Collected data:
+++
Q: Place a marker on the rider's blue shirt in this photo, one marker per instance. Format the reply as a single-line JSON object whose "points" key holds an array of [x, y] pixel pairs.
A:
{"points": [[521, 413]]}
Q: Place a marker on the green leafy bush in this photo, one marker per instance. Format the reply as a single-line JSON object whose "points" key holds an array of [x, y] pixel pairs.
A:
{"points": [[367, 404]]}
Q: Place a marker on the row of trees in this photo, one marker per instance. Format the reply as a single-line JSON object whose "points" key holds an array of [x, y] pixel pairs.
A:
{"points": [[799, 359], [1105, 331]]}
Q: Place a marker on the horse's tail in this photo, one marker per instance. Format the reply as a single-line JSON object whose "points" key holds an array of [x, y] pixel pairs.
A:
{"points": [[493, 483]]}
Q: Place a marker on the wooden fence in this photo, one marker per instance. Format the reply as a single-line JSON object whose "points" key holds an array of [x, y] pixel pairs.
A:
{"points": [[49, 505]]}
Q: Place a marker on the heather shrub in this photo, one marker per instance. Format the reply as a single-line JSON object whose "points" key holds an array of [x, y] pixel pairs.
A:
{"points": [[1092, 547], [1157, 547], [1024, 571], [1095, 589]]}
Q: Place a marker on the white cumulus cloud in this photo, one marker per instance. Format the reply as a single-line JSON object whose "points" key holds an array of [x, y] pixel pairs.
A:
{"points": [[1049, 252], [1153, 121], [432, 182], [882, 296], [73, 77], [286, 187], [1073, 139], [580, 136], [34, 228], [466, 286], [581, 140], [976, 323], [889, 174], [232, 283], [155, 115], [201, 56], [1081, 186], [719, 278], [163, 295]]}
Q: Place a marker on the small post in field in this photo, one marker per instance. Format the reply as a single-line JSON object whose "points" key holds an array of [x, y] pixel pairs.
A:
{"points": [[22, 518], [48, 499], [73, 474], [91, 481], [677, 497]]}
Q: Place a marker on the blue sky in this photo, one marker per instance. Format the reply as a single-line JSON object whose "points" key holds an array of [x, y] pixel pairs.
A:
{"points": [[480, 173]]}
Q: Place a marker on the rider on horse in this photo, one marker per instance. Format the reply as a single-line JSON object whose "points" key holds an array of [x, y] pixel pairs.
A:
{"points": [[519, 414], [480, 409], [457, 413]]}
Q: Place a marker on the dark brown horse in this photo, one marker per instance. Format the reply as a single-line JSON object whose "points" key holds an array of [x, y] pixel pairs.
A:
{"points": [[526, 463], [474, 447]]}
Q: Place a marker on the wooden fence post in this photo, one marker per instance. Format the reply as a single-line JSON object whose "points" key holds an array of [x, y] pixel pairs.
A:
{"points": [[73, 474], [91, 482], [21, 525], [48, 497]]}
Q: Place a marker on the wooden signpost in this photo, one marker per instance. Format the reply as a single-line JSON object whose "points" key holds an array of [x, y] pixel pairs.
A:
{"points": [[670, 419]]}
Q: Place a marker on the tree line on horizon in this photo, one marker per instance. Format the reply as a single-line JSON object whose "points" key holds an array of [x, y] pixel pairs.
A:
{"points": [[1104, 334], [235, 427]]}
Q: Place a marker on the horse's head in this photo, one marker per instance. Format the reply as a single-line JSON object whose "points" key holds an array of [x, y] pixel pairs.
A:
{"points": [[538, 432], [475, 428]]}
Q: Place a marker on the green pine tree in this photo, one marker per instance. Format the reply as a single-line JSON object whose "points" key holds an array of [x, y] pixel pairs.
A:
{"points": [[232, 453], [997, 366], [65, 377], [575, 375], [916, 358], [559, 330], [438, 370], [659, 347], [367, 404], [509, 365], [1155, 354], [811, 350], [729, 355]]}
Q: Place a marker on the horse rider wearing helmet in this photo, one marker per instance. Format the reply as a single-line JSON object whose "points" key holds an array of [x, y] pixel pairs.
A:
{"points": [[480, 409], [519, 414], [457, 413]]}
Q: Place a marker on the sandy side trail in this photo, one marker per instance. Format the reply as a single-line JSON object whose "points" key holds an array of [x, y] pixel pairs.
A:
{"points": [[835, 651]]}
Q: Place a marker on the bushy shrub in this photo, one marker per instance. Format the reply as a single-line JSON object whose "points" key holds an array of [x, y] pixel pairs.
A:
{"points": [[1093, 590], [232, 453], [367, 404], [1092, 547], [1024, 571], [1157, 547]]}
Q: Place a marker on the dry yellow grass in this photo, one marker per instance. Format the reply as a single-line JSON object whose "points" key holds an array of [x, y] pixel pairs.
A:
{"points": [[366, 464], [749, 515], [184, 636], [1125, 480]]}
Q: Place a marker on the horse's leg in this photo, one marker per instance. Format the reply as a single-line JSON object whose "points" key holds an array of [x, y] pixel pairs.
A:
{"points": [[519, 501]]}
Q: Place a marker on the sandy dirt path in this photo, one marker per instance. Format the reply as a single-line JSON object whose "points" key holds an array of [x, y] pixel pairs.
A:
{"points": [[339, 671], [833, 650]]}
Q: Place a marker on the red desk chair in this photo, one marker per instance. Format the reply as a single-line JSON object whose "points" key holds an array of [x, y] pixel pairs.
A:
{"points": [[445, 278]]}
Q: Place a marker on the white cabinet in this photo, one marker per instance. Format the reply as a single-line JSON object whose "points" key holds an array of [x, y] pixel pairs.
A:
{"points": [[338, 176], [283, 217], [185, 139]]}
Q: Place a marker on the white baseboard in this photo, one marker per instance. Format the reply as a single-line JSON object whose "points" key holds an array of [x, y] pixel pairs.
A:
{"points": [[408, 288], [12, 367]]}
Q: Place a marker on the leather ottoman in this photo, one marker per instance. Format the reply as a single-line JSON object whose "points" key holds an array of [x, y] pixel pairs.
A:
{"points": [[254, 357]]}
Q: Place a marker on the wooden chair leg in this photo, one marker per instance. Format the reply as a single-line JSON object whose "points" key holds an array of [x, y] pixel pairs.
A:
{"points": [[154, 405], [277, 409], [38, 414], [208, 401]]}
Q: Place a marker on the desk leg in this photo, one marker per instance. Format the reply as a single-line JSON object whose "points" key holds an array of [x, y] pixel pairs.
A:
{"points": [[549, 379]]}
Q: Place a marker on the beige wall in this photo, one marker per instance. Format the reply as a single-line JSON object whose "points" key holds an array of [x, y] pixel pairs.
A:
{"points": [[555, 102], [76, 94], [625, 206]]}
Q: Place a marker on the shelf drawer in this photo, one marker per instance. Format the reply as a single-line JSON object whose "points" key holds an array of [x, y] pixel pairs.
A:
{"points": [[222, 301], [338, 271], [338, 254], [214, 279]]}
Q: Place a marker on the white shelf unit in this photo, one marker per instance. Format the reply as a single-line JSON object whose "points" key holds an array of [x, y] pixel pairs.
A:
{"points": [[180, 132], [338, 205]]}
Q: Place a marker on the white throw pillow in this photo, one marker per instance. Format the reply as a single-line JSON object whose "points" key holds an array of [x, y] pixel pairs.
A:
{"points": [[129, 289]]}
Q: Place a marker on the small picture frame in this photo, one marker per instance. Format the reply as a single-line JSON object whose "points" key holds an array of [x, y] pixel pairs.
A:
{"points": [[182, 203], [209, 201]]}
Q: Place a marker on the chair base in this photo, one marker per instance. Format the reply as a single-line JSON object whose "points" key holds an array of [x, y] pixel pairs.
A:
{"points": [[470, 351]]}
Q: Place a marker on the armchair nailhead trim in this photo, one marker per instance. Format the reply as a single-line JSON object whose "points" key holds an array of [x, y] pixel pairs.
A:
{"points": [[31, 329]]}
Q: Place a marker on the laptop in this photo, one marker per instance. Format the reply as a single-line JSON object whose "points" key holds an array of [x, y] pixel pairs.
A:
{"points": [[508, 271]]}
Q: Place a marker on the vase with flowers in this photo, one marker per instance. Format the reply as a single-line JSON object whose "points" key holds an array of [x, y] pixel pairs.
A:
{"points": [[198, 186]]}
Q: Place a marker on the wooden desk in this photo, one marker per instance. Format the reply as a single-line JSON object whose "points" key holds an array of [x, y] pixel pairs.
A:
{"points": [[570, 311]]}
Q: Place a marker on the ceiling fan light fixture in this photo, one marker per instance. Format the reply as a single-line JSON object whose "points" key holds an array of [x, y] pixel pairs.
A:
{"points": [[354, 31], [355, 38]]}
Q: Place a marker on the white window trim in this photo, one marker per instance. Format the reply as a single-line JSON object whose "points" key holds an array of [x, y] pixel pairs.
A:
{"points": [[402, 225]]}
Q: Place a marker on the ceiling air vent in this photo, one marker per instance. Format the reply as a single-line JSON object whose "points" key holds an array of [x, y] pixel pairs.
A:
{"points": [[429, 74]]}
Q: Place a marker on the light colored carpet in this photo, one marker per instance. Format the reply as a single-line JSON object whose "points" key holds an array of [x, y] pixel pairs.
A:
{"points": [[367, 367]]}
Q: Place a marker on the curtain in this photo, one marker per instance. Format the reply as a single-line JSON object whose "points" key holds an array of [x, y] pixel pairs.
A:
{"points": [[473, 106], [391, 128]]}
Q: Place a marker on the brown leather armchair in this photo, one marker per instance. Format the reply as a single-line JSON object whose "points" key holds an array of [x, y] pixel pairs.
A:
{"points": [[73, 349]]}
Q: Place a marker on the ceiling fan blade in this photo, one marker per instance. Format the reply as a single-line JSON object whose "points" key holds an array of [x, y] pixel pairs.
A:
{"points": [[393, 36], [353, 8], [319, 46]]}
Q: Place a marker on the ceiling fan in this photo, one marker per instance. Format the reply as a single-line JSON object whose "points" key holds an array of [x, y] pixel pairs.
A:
+++
Repeat, word for word, every line from the line that contains "Q: Place a marker on the ceiling air" to the end of the entries; include both of those lines and no others.

Q: Place a marker on the ceiling air vent in this photo, one marker per instance. Format the reply as a single-line JSON object whose "points" key holds an array of [x, y] pixel pairs.
A:
{"points": [[429, 74]]}
Q: Place a marker on the light colored carpet in this photo, one marker per instance. Format the reply as a single-line JSON object whose "points" key holds an array of [x, y] pixel pairs.
A:
{"points": [[367, 367]]}
Q: Place a marker on the curtain in this photo, one marker per instance. Format the reply as a single-line JSON object whose "points" key holds an array of [x, y] pixel pairs.
A:
{"points": [[473, 106], [391, 128]]}
Q: Place a marker on the brown leather armchair in this photo, one marker per instance. Format the reply as a single-line JSON object whose "points" key holds an array of [x, y] pixel pairs.
A:
{"points": [[73, 349]]}
Q: Place a marker on the ceiling fan blade in this photo, one marker per instance. Format the reply as a single-line JSON object whose "points" key holds an array of [x, y] pixel pairs.
A:
{"points": [[393, 36], [353, 8], [319, 46]]}
Q: Place a marker on the ceiling fan in this photo, one marker per instance. Format the reply as a single-line JSON object whose "points" key holds an array of [x, y] pixel pairs.
A:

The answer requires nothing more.